(Record set Opens)
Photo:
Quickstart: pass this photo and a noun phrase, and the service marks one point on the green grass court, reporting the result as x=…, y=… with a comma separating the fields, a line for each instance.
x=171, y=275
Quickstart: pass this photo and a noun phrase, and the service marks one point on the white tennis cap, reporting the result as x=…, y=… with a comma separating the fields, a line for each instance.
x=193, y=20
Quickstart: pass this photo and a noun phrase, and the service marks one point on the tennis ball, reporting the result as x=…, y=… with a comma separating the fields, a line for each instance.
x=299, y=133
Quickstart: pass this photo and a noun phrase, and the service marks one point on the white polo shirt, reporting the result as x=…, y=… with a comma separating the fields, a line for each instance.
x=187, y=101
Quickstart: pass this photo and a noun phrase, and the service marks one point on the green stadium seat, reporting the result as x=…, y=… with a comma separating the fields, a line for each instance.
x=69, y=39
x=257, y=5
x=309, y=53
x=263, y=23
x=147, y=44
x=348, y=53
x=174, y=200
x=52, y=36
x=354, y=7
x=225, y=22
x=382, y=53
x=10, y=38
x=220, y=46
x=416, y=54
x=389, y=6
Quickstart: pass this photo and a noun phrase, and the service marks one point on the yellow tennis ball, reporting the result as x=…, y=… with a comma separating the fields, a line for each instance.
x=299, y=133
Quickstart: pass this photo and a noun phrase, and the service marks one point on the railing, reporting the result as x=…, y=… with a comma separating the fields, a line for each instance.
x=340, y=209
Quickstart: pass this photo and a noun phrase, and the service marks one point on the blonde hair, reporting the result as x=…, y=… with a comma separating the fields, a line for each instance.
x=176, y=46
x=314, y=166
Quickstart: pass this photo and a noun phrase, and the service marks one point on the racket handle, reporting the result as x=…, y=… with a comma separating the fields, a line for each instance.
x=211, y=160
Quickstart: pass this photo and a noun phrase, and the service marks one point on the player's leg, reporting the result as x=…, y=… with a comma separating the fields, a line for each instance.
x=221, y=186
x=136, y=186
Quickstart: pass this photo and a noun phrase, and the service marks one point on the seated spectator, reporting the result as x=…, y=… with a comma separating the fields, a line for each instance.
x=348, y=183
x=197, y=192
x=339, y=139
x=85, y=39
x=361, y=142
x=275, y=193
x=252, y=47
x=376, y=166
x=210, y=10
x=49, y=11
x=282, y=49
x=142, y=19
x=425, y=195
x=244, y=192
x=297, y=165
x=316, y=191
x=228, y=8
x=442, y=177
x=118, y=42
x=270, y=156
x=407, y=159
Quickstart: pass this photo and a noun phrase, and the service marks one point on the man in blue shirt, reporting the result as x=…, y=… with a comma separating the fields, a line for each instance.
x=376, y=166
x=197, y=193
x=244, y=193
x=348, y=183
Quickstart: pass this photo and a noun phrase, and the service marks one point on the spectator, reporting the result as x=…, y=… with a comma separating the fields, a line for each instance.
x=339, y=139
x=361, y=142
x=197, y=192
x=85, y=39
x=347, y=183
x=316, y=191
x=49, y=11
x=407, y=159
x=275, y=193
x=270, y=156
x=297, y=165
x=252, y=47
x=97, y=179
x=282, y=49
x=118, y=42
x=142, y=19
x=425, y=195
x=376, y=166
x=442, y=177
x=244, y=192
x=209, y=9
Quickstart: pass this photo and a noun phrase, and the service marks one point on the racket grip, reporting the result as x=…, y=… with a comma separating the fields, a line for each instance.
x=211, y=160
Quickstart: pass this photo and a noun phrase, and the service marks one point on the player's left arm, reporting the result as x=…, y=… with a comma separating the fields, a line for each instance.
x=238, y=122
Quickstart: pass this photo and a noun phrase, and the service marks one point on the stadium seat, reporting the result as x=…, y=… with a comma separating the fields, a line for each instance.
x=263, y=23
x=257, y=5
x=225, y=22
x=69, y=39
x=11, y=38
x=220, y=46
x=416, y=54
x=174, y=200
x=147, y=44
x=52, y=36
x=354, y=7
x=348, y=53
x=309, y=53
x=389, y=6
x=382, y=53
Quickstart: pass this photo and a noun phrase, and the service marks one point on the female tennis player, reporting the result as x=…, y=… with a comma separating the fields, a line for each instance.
(Record set Closes)
- _How to complete this task_
Output the line holding "the spectator, reporting", then every later line through the end of the records above, exactly as given and nothing else.

- _Solution to the problem_
Quickstart: pass this photo and a noun phrase, and the service marks one point on the spectator, reporting the result as x=…, y=… with a comma separating the fields, a line for each instance.
x=339, y=139
x=361, y=142
x=197, y=192
x=85, y=39
x=347, y=183
x=316, y=191
x=49, y=11
x=407, y=159
x=275, y=193
x=270, y=156
x=297, y=165
x=252, y=47
x=97, y=179
x=282, y=49
x=118, y=42
x=142, y=19
x=425, y=195
x=376, y=166
x=442, y=177
x=244, y=192
x=209, y=9
Quickstart: pass this photo and a noun phrase, and the service marks one point on the racket grip, reporting the result as x=…, y=… with a comma separating the fields, a line for each instance.
x=211, y=160
Quickstart: pass this photo and a noun phrase, and the service marks one point on the player's left arm, reporting the result as x=…, y=… with a comma separating the fields, a line for each instance.
x=238, y=122
Quickstart: pass this photo and a noun phrase, and the service marks one point on the stadium seat, reporting the result as x=…, y=… with a comma separating the fields, a line for each instance.
x=263, y=23
x=257, y=5
x=225, y=22
x=69, y=39
x=11, y=38
x=220, y=46
x=416, y=54
x=174, y=200
x=147, y=44
x=52, y=36
x=354, y=7
x=348, y=53
x=309, y=53
x=389, y=6
x=382, y=53
Quickstart: pass this photo and a noun phrase, and the service marks one point on the female tennis player, reporting the result as x=…, y=… with a comma separating the fields, a line for each instance.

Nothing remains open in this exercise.